▸ **DOCUMENT SECTION**:
## Begin

Praise for The Hexologists

Bancroft is a wonder as ever! The Hexologists was a joyous delight on every page—buoyantly inventive, witty, poignant, gripping, and deeply satisfying.
— Madeline Miller, Author of Circe
Bancroft has returned to the page in force, deploying his crystal prose and razored wit around a tale that mixes whimsy and threat in equal measure. He’s a gift to the genre and we should support his work.
— Mark Lawrence, Author of The Book That Wouldn’t Burn
Fantastic! The Hexologists fizzes eloquently with wit and elegance, but also has marvelous worldbuilding and an excellent plot - and a central pair of characters who I quite simply love. A cocktail of a book made with the very best champagne.
— Genevieve Cogman, Author of The Invisible Library
Josiah Bancroft’s imagination will astound you. One of the most inventive fantasy authors out there.

## End

▸ **SHORT PROBLEM A**:
Answer these questions from the praise for The Hexologists, one line each:
(i) Which book is Madeline Miller credited as the author of?
(ii) What does Genevieve Cogman call the book a cocktail of?
(iii) What does Mark Lawrence say we should do for Bancroft?

▸ **INPUT**:
## Begin

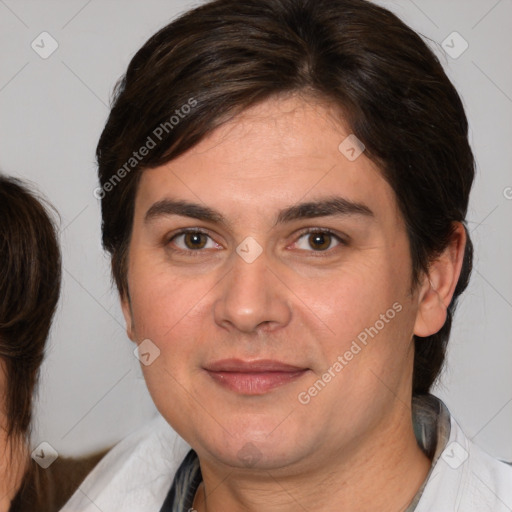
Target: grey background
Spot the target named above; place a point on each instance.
(51, 114)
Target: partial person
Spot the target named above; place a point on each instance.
(29, 292)
(284, 187)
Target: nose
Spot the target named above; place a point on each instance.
(252, 297)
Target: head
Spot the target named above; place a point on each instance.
(29, 288)
(244, 109)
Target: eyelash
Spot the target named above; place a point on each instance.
(198, 252)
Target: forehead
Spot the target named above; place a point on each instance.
(279, 152)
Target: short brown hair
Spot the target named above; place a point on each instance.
(229, 55)
(29, 292)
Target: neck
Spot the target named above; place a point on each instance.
(383, 473)
(13, 465)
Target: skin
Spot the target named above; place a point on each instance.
(352, 447)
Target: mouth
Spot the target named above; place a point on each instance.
(253, 377)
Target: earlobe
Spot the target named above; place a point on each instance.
(126, 307)
(438, 286)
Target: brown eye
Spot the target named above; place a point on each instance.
(320, 241)
(195, 240)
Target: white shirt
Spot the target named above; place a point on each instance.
(137, 473)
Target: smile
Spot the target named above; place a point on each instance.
(253, 378)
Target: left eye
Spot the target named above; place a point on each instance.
(318, 241)
(193, 241)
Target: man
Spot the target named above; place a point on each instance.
(284, 186)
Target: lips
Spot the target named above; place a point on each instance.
(253, 377)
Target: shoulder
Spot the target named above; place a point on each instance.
(467, 478)
(135, 475)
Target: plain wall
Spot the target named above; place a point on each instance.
(51, 114)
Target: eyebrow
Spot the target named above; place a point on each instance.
(331, 206)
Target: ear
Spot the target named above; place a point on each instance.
(438, 286)
(126, 307)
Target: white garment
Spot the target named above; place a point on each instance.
(137, 473)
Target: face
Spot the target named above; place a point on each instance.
(272, 274)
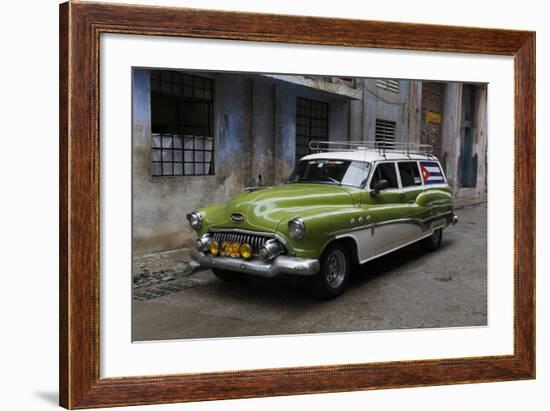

## End

▸ **SHORT PROBLEM B**: Rewrite the entries from the line that contains "Target: eyebrow" down to the end of the entries, switching "instance" to "occurrence" and changing nothing else. Leave the pictures out of your answer.

▸ **TASK OUTPUT A**:
(i) Circe
(ii) A cocktail made with the very best champagne
(iii) Support his work

▸ **TASK OUTPUT B**:
Target: eyebrow
Spot the target named above; place a point on each occurrence.
(331, 206)
Target: ear
Spot the target named above; place a point on each occurrence.
(438, 286)
(126, 307)
Target: white garment
Spot the target named above; place a point on each occurrence.
(137, 473)
Target: face
Spot the target named above; place a point on each occurrence.
(272, 274)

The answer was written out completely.